(Stored data entries)
Start of Block
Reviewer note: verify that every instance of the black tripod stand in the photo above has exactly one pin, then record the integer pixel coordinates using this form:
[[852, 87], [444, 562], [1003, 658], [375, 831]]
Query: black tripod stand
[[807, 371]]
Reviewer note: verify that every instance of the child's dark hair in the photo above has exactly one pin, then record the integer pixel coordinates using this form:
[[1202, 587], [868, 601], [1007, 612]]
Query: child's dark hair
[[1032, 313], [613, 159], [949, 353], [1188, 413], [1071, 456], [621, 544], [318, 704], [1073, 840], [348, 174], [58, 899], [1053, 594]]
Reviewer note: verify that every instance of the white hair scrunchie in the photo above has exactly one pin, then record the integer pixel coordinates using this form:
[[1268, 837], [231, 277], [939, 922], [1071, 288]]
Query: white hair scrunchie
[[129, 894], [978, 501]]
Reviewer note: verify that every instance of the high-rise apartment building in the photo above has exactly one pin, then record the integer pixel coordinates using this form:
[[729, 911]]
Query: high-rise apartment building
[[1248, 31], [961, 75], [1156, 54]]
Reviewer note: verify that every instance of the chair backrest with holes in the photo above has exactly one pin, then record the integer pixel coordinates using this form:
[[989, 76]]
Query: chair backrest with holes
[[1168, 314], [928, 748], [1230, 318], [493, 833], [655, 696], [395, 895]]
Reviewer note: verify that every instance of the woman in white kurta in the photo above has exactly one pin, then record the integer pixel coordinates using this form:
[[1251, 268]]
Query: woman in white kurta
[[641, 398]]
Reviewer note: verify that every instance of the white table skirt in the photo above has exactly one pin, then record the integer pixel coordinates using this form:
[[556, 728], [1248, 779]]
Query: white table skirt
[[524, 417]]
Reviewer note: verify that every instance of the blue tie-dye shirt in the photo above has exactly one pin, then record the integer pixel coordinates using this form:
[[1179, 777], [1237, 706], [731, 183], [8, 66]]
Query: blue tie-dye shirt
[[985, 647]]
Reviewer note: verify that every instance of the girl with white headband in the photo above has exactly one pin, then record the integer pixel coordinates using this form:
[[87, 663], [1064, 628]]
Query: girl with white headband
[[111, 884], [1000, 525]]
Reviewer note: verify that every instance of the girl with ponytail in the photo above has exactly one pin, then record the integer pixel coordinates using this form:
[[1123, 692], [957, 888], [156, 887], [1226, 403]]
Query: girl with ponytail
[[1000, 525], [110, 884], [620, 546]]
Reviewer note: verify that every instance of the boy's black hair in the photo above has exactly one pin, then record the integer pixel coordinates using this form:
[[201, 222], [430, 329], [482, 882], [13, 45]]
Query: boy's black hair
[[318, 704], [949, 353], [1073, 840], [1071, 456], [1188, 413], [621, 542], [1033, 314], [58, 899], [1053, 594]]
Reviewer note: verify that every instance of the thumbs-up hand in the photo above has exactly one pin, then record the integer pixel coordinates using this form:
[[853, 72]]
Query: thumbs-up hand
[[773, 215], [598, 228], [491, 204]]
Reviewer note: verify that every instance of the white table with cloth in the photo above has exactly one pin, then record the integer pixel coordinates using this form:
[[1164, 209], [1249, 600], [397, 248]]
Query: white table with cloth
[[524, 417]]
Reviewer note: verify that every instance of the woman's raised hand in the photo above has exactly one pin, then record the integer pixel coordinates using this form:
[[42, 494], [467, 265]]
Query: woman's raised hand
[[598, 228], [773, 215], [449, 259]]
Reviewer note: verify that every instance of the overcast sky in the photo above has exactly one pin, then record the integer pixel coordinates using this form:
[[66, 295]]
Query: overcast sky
End of Block
• **Task brief**: This calls for an exact transcription of every entry above.

• **Exercise solution**:
Reviewer note: verify that every instance of the black tripod stand in the photo above has exactly one pin, then record the integer pixel coordinates using this form:
[[852, 87], [444, 562], [1003, 658], [375, 831]]
Query: black tripod stand
[[807, 371]]
Reviewer note: verify that every instance of the child's dark hair in the photo above has exactly one pin, then record the integer pixel coordinates using this form:
[[1202, 587], [868, 601], [1007, 612]]
Query: child's dark hair
[[1032, 313], [613, 159], [949, 353], [1188, 413], [1071, 456], [621, 544], [318, 704], [1073, 840], [348, 174], [58, 899], [1053, 594]]
Reviewer note: verify that every instance of the white hair scrunchie in the photo above has exactly one pin, then record the integer pixel coordinates using this form:
[[1268, 837], [231, 277], [939, 922], [1071, 288]]
Query: white hair scrunchie
[[129, 894], [978, 501]]
Reviewer note: verify that every instance of the high-rise apartment building in the photo above has exactly one pin, then record the integer pixel coordinates using this form:
[[729, 911]]
Query: high-rise apartment building
[[1248, 31], [961, 75], [1156, 54]]
Reviewer note: verify that every instance of the chair backrest with holes in the photo above has exactly one pin, then record the integer pixel coordinates using this form:
[[989, 76]]
Query: chair backrest with holes
[[1168, 314], [928, 748], [1230, 318], [493, 833], [655, 696], [395, 895]]
Reviewer note: verify that every instance of the woman in white kurta in the photo above has exactly one pin, then record the integer pixel coordinates using this form:
[[1251, 268]]
Query: woman in white kurta
[[641, 398]]
Reviewer note: verify that every instance of the white table skirt in the photo above has exactly one pin, then record the integer pixel coordinates using this form:
[[556, 728], [1248, 779]]
Query: white table skirt
[[524, 417]]
Reviewer note: verify that every instance of the blue tie-dye shirt in the photo above has exactly one pin, then record the integer pixel coordinates using this form:
[[1179, 777], [1237, 706], [731, 183], [8, 66]]
Query: blue tie-dye shirt
[[985, 647]]
Reviewer note: verify that every instance of the girl with white headband in the photo above has exactly one pin, then record the integer pixel coordinates using this form:
[[87, 663], [1064, 628]]
Query: girl with white headband
[[111, 884], [1000, 525]]
Reviewer note: verify that every instance of the girl with ponytail in the photo above has exactly one pin, then record the integer pixel coordinates using this form:
[[1123, 692], [957, 888], [156, 887], [1226, 403]]
Query: girl with ponytail
[[1000, 525], [110, 884], [620, 546]]
Reviewer note: verify that every instance of the boy's black hair in the photo above has exactly one pin, then record the integer pixel coordinates using this form:
[[201, 222], [430, 329], [482, 882], [13, 45]]
Query: boy's black hair
[[318, 704], [949, 353], [1073, 840], [1071, 456], [1188, 413], [621, 542], [1033, 314], [58, 899], [1053, 594]]
Reviewer note: verify that every instance of the thumbs-up hand in the photo above has exactly one pin, then record the integer pixel coordinates using this form:
[[853, 72]]
Query: thumbs-up hand
[[773, 215], [598, 228], [491, 204]]
Reviewer note: verify that every instance of the white table with cloth in the photo above has exactly one pin, then record the integer pixel coordinates using this form:
[[1164, 209], [1249, 600], [397, 248]]
Query: white table with cloth
[[524, 417]]
Reviewer note: verify that every instance of the woman's raised hand in the photo above has exactly one pin, then record the integer pixel coordinates using this form:
[[42, 494], [467, 265]]
Query: woman's raised hand
[[598, 228], [773, 215], [449, 259]]
Reviewer note: verify that every instance of the overcast sky in the photo above has exactly one pin, then record the integer pixel coordinates using this form:
[[66, 295]]
Query: overcast sky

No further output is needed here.